OBJECTIF DE LA TÂCHE:
Réécris tous les enregistrements ci-dessous sous forme de liste numérotée, une ligne par numéro. Omets les lignes vides.

• • • •

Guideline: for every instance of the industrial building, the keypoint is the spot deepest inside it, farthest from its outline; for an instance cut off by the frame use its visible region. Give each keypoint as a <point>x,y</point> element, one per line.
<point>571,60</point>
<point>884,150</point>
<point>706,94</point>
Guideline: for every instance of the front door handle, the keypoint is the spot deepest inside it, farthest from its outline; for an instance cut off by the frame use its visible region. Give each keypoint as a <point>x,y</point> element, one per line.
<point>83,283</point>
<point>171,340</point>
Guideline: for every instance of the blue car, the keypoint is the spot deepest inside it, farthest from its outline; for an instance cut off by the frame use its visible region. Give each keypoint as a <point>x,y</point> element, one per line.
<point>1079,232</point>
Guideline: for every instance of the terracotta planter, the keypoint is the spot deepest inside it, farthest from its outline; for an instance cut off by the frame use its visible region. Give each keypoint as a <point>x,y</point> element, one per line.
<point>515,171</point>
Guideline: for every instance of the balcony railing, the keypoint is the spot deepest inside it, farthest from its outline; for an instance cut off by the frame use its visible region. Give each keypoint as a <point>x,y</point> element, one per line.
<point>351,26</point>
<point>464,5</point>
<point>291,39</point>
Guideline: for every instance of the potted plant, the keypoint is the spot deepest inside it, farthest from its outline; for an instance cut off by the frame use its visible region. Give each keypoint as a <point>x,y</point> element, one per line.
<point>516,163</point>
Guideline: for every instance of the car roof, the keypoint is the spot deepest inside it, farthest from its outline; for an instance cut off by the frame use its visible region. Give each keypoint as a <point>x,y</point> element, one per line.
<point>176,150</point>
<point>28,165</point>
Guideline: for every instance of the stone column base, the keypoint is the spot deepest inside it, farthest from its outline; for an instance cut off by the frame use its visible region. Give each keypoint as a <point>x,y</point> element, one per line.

• • • •

RÉSULTAT CI-DESSOUS:
1. Guideline: for every instance of the industrial building, the keypoint is the spot deepest inside it, farthest from its outline; for an instance cut off by the frame use its visible region. Give each keypoint as a <point>x,y</point> element, one per line.
2. <point>571,60</point>
3. <point>884,150</point>
4. <point>706,94</point>
5. Guideline: for every instance of the front door handle, the keypoint is the spot deepest inside it, farthest from its outline; for an instance cut off by the frame use its visible region. Give each keypoint as a <point>x,y</point> element, one per line.
6. <point>83,283</point>
7. <point>171,340</point>
8. Guideline: for every instance of the blue car, the keypoint is the spot deepest inside it, farthest from its outline; for an instance cut off by the frame use its visible region. Give each keypoint as a <point>x,y</point> element, one per line.
9. <point>1079,232</point>
10. Guideline: for every instance of the terracotta planter, the keypoint is the spot deepest inside it, farthest from its outline; for an instance cut off by the frame use its visible region. Give each keypoint as a <point>x,y</point> element, one per line.
11. <point>515,171</point>
12. Guideline: for every instance of the balcony railing, the keypoint is the spot deepest inside it, farthest from its outline; for an instance cut off by the frame use its visible region. Give each keypoint as a <point>x,y</point> element, one per line.
13. <point>351,26</point>
14. <point>464,5</point>
15. <point>291,39</point>
16. Guideline: for every instance of the potted plant, the keypoint is the spot deepest inside it, farthest from its outline; for an instance cut off by the frame use its visible region. Give each keypoint as a <point>x,y</point> element, one per line.
17. <point>516,163</point>
18. Guideline: for every instance of the car roof, the keypoint is the spot deepest inside it, farthest from its outline; for an instance cut off by the frame use its visible region. Give each keypoint as a <point>x,y</point> element, one per line.
19. <point>176,150</point>
20. <point>28,165</point>
21. Guideline: for every instance of the stone column base, the keypoint is the spot deepest inside it, farthest from its outline; for an instance cut off by the frame use its visible region. Give each keypoint as a <point>x,y</point> element, one per line.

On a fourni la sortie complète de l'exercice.